[READING PASSAGE]:
□ □ □ □

The data set is imbalanced, particularly the viewed/not viewed classes, and so performance of the model will be measured by it’s f1-scores on each class. Since the model will be used to output estimates of probabilities it is important that the model performs well on both positive and negative classes.

The strategy itself will need real world testing to evaluate. There is some discussion of this in the conclusion.

The code and datasets for this blog are available here.

Data Preparation

Offers

The offers that Starbucks sent out are as follows. The reward is the value of product for a bogoff and value of the discount otherwise. Similarly the difficulty is the required spend to complete the offer.

The data is contained in the file portfolio.json which has the following schema.

  • id (String) - offer id
  • offer_type (String) - type of offer ie BOGO, discount, informational
  • difficulty (Int) - minimum required spend to complete an offer
  • reward (Int) - reward given for completing an offer
  • duration (Int) - time for offer to be open, in days
  • channels (List of Strings)

Dummy variables were used for the channels and the offers were given a simplified name, resulting in the following portfolio.

□ □ □ □

[SET OF TASKS]:
a - In the Starbucks offers write-up, how will the model's performance be measured?
b - Extend the Starbucks offers write-up past its final sentence.

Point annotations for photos
□ □ □ □

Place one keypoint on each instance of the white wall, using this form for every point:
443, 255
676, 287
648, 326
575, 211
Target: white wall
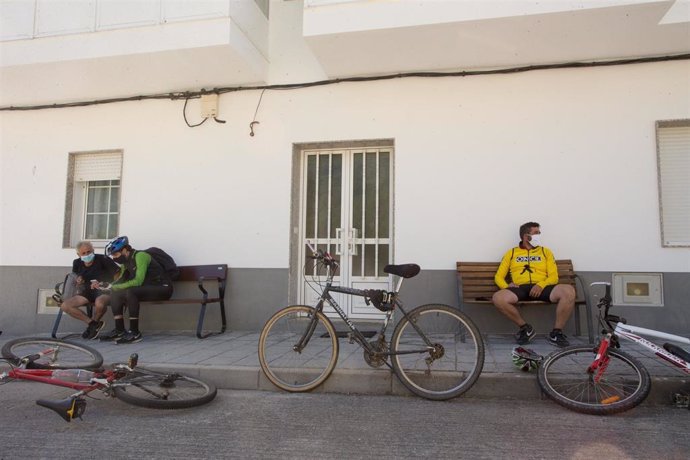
475, 157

□ □ □ □

[OUTPUTS]:
a - By its f1-scores on each class.

b -
Offer ID Reward Difficulty Duration Offer Type Email Mobile Social Web Name
9b98b8c7a33c4b65b9aebfe6a799e6d9 5 5 7 bogo 1.0 1.0 0.0 1.0 bogo,5,5,7
f19421c1d4aa40978ebb69ca19b0e20d 5 5 5 bogo 1.0 1.0 1.0 1.0 bogo,5,5,5
ae264e3637204a6fb9bb56bc8210ddfd 10 10 7 bogo 1.0 1.0 1.0 0.0 bogo,10,10,7
4d5c57ea9a6940dd891ad53e9dbe8da0 10 10 5 bogo 1.0 1.0 1.0 1.0 bogo,10,10,5
fafdcd668e3743c1bb461111dcafc2a4 2 10 10 discount 1.0 1.0 1.0 1.0 discount,2,10,10
2906b810c7d4411798c6938adc9daaa5 2 10 7 discount 1.0 1.0 0.0 1.0 discount,2,10,7
2298d6c36e964ae4a3e7e9706d1fb8c2 3 7 7 discount 1.0 1.0 1.0 1.0 discount,3,7,7
0b1e1539f2cc45b7b9fa7c272da2e1d7 5 20 10 discount 1.0 0.0 0.0 1.0 discount,5,20,10
3f207df678b143eea3cee63160fa8bed 0 0 4 informational 1.0 1.0 0.0 1.0 informational,0,0,4
5a8bc65990b245e5a138643cd4eb9837 0 0 3 informational 1.0 1.0 1.0 0.0 informational,0,0,3

Events and Offers

All the events - offers received, viewed or completed as well as transactions are recorded in a single file - transcript.json. The columns available were

  • event (String) - record description (ie transaction, offer received, offer viewed, etc.)
  • person (String) - customer id
  • time (Int) - time in hours since start of test. The data begins at time t=0
  • value - (Dict of Strings) - either an offer id or transaction amount depending on the record

The rows of the frame look like the following:

Person Event Value Time
78afa995795e4d85b5d9ceeca43f5fef Offer Received {‘offer id’: ‘9b98b8c7a33c4b65b9aebfe6a799e6d9’} 0
389bc3fa690240e798340f5a15918d5c Offer Viewed {‘offer id’: ‘f19421c1d4aa40978ebb69ca19b0e20d’} 0
9fa9ae8f57894cc9a3b8a9bbe0fc1b2 Offer Completed {‘offer_id’: ‘2906b810c7d4411798c6938adc9daaa5’} 0
02c083884c7d45b39cc68e1314fec56c Transaction {‘amount’: 0.8300000000000001} 0

Most of the pre-processing for the model was needed here.

These needed to be assembled into frames for each event and were then aggregated further. Transactional information like mean spend, total spend and number of transactions was gathered and merged with the user data. It was also often necessary to pull this data for specific time periods. For example getting total spend during the period that a given offer was active.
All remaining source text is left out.